Records for the task.
────────────────────────────────────────
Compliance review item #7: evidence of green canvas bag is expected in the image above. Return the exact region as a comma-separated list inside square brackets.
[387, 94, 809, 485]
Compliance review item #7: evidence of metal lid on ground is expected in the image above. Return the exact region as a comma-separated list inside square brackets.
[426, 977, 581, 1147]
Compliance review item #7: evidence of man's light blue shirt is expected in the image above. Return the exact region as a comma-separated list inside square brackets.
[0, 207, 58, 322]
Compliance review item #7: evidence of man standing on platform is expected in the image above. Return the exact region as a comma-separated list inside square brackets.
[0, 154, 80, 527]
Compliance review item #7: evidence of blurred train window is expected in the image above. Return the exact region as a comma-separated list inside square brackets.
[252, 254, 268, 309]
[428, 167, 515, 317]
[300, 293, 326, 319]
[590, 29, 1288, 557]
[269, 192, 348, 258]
────────────────────────────────────────
Stated goal. Express the lines of the listing above as a JSON list of strings, one string per line and blank lines omitted, beginning with the line containing "Compliance review item #7: evidence of man standing" and continuing through the final line of the listing.

Answer.
[
  "Compliance review item #7: evidence of man standing on platform is expected in the image above. Return the exact region as a comma-separated list inside square brackets.",
  "[0, 154, 80, 527]",
  "Compliance review item #7: evidence of blurred train window is expected in the image above. Return the exact region as a comma-separated list inside square brackets.",
  "[252, 254, 268, 309]",
  "[428, 167, 515, 317]",
  "[300, 293, 326, 319]",
  "[590, 29, 1288, 557]",
  "[269, 192, 348, 258]"
]